_Text extract_
# grayling - smith morehouse



## Kingfisher (Jul 25, 2008)

just noticed that DWR has put a bunch of grayling into smith and morehouse...
SMITH-MOREHOUSE RESSUMMITGRAYLING ARCTIC20010 2.408/25/2015

about 20 thousand 2.4 inchers...
so, anyone know the strategy here? why? already have small rainbows, some tigers and it is typically a put and take fishery due to the high pressure.


----------



## Trooper (Oct 18, 2007)

Grayling are present in the Weber and streams in the area and abundant in the upper lakes in the drainage (Sand, Round). SM itself is deep and shaded so it stays quite cold- they might do well there. It'd be a great lake for kids, if it fished a little better, and maybe the grayling will do well. I hope they do!


----------



## Catherder (Aug 2, 2008)

I don't know if there is any major "strategy" involved. They have put grayling in several popular lakes up there, including Trial and Washington. As those recent DWR surveys show, people like catching new species and they are not detrimental to existing native fish programs. I also believe they have been putting them in SM for a while. I've heard a couple reports of guys catching nicer size ones there. 

As for them getting fished out due to general pressure, I kind of doubt it. Grayling are not too fond of eating gobs of powerbait and such , so I doubt the average "Joe 6 pack" is going to put much of a dent in the population. Many of the guys that catch them on flies will be C&R and while not terrible, I never thought they tasted as good as trout caught out of the same water, so I doubt even skilled anglers that want to harvest fish will take very many out.


----------



## rbq (Aug 31, 2015)

Last summer I was catching 3-4" grayling. In June I was catching 10-11" grayling on a fly & bubble. I wouldn't be surprised to see a new state record grayling come out of there in a few years with that many of them being stocked there.


----------

[Dataset rows]
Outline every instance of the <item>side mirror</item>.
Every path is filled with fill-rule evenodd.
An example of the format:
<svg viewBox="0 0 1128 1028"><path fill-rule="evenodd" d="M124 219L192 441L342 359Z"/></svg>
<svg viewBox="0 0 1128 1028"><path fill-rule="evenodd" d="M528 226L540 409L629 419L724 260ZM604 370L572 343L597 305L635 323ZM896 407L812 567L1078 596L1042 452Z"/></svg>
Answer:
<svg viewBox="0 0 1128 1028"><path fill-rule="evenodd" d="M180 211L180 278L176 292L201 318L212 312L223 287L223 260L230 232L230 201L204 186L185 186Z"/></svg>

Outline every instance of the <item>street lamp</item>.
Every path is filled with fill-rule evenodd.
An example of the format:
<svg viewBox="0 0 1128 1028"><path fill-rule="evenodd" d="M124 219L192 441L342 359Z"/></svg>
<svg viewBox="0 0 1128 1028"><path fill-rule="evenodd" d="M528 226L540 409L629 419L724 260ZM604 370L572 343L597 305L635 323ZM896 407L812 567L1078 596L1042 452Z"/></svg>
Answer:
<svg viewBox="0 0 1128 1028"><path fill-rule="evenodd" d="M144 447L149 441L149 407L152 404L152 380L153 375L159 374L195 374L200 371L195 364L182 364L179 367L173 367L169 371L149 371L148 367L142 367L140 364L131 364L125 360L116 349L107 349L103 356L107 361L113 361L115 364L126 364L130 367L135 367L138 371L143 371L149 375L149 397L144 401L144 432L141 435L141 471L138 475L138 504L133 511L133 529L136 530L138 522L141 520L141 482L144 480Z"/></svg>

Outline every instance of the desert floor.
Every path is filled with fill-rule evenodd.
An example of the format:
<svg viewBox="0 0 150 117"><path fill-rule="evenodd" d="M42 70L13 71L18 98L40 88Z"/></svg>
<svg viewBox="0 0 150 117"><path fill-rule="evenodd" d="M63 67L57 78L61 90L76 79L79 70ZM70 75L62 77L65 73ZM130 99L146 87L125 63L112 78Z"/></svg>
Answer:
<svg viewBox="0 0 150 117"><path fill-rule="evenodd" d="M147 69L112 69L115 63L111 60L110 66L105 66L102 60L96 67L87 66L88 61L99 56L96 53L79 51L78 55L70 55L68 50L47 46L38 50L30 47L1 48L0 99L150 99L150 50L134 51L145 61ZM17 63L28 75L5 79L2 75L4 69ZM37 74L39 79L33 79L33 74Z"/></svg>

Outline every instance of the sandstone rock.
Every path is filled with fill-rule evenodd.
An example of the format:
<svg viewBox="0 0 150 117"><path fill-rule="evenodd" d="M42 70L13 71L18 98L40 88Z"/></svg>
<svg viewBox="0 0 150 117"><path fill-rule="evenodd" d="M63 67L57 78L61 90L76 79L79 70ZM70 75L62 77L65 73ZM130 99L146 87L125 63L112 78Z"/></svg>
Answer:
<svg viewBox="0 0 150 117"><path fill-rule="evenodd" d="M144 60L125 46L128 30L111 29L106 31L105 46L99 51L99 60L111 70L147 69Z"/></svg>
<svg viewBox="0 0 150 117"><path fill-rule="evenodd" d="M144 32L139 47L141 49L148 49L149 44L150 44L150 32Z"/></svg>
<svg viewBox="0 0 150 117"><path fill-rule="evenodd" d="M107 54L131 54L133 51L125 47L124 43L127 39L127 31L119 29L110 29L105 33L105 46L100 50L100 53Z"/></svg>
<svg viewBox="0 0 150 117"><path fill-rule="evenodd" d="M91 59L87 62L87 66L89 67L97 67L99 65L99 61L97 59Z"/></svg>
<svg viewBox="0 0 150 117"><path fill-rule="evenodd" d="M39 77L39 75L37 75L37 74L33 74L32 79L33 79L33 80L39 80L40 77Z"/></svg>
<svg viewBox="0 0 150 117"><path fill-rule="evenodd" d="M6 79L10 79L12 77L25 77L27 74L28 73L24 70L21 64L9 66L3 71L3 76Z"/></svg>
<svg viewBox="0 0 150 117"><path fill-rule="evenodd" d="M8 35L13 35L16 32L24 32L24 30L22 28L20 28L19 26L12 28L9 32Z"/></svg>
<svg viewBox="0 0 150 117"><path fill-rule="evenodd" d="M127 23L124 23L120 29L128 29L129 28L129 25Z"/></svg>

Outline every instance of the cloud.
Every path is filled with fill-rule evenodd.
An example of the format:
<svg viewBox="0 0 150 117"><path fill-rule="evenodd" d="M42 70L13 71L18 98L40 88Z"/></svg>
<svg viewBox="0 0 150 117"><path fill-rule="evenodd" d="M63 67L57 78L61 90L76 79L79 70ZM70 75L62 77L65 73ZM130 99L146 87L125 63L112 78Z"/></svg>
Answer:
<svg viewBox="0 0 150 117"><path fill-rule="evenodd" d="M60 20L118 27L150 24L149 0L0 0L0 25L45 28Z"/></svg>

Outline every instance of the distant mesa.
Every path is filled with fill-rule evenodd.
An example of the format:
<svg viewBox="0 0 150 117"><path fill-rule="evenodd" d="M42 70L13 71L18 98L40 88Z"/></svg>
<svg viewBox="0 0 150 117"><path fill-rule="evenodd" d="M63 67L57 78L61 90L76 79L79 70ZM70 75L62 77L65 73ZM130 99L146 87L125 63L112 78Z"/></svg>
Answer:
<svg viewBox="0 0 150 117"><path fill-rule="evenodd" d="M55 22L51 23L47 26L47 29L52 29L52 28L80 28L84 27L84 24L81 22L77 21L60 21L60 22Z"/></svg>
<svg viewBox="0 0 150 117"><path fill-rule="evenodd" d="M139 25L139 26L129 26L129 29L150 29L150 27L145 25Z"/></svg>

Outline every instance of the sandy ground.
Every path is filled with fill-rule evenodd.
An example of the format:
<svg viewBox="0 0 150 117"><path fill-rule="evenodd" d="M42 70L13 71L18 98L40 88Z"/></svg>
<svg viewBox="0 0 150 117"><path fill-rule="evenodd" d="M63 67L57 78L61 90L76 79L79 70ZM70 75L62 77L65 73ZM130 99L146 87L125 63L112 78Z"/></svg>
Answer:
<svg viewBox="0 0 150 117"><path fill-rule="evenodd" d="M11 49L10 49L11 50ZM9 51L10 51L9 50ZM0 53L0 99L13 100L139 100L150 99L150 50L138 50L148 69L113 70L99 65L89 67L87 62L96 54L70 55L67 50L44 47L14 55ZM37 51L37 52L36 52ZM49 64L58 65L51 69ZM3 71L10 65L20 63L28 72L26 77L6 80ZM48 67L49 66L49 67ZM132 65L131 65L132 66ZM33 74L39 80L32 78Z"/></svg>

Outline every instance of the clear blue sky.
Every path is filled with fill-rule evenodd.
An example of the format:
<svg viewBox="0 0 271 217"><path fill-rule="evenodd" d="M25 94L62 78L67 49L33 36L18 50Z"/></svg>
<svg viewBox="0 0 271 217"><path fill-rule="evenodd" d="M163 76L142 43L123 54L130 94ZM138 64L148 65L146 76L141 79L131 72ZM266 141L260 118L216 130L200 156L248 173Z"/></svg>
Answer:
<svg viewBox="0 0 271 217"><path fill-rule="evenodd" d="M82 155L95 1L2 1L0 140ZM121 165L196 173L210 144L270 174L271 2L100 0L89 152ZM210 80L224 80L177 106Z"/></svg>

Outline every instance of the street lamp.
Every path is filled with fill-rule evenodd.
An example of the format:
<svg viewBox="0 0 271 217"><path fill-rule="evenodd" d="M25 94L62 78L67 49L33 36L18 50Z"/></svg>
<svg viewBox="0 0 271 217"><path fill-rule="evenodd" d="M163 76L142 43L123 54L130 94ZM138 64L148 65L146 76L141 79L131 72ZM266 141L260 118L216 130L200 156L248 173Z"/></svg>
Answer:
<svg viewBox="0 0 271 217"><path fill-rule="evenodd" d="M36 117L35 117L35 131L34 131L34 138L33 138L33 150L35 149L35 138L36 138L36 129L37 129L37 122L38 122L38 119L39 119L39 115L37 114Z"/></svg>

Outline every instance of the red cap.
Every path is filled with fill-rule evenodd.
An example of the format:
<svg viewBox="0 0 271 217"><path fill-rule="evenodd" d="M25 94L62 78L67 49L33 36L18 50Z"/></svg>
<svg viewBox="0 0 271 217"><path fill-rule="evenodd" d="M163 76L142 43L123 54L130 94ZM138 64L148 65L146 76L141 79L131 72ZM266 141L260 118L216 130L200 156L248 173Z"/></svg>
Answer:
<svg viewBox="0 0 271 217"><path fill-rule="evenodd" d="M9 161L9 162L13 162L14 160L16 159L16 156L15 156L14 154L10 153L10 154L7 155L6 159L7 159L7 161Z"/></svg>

---

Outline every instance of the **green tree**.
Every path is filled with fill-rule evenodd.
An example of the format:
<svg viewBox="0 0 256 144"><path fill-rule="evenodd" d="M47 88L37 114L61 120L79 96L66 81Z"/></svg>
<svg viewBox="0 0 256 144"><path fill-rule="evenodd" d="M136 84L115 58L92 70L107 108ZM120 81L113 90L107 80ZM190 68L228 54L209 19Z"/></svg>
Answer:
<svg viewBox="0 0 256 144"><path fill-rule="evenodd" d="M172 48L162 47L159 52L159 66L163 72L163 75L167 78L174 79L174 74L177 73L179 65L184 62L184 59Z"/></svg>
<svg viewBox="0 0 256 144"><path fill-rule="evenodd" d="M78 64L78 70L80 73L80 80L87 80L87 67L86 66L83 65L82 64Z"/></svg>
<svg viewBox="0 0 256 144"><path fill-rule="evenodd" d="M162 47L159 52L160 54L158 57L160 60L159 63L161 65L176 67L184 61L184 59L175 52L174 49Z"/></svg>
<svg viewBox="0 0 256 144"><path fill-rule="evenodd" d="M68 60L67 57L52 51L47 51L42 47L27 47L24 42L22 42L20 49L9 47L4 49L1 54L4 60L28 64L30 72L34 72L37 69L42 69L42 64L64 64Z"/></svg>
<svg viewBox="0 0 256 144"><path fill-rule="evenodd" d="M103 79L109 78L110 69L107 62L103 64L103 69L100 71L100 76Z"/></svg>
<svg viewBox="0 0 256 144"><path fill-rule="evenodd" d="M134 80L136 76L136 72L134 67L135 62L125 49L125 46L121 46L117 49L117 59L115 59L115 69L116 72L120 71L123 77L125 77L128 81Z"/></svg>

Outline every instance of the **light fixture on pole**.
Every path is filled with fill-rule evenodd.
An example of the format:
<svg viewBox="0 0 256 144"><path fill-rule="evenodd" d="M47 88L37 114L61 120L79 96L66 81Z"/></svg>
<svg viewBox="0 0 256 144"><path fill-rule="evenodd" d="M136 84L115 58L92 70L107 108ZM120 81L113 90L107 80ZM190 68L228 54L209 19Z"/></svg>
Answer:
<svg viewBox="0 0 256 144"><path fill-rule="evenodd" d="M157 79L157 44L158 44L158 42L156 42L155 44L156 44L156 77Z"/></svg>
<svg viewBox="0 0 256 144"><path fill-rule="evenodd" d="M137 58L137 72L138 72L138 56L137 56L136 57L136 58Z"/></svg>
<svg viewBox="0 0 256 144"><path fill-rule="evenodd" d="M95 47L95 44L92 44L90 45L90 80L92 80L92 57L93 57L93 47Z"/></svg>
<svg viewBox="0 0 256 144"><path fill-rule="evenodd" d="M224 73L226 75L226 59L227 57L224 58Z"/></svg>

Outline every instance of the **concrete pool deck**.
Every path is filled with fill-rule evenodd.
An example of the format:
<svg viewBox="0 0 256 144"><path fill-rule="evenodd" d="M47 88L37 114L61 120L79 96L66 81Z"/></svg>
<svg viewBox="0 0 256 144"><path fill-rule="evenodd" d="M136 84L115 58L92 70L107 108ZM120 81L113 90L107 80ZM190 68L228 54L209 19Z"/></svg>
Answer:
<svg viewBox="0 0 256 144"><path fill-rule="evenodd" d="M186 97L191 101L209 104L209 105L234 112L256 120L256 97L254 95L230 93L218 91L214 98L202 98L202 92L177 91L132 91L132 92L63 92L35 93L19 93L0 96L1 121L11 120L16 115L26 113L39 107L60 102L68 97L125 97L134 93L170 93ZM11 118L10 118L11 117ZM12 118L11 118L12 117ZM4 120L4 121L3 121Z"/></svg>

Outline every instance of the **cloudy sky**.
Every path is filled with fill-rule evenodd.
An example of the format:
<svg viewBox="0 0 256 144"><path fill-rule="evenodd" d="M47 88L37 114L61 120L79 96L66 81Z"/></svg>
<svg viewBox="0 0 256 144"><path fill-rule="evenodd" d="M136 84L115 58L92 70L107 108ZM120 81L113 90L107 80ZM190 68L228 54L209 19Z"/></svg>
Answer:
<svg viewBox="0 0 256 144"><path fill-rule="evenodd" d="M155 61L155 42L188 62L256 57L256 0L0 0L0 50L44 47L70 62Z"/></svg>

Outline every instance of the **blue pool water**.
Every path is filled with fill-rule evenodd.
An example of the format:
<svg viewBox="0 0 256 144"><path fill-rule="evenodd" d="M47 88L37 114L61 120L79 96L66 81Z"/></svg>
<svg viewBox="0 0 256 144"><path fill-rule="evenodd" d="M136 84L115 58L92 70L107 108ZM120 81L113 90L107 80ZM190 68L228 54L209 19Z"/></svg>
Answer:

---

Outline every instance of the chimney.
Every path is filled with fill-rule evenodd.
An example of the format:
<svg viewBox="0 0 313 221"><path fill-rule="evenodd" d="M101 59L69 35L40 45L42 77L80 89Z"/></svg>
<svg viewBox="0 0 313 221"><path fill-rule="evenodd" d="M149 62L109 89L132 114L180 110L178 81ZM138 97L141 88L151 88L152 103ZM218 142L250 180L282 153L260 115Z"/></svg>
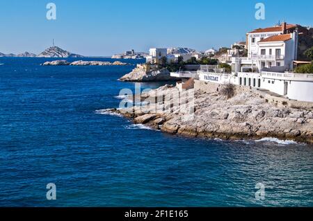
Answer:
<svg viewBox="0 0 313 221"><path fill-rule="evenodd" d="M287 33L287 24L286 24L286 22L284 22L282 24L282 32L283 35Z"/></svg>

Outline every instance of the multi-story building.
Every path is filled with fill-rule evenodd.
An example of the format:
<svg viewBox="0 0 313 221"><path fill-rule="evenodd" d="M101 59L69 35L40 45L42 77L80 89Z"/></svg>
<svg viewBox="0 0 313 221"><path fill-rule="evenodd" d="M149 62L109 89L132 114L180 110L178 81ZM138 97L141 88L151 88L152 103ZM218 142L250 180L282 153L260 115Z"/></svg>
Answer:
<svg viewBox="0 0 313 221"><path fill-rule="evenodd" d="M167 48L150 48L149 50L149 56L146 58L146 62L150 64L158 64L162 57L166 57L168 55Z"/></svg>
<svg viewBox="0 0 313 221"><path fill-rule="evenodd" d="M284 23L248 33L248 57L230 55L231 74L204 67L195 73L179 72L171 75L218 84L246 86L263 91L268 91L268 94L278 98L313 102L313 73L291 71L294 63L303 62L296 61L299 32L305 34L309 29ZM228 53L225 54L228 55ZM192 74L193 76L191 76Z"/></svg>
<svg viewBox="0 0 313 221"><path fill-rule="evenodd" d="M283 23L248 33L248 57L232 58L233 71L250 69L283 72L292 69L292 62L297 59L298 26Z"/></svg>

_Exercise task 1_
Return the passage of the grayling thread between "# grayling - smith" and "the high pressure.", inclusive, copied word for word.
_Exercise task 2_
List the usernames of all posters in the grayling thread.

_Result 1_
# grayling - smith morehouse



## Kingfisher (Jul 25, 2008)

just noticed that DWR has put a bunch of grayling into smith and morehouse...
SMITH-MOREHOUSE RESSUMMITGRAYLING ARCTIC20010 2.408/25/2015

about 20 thousand 2.4 inchers...
so, anyone know the strategy here? why? already have small rainbows, some tigers and it is typically a put and take fishery due to the high pressure.

_Result 2_
Kingfisher
Trooper
Catherder
rbq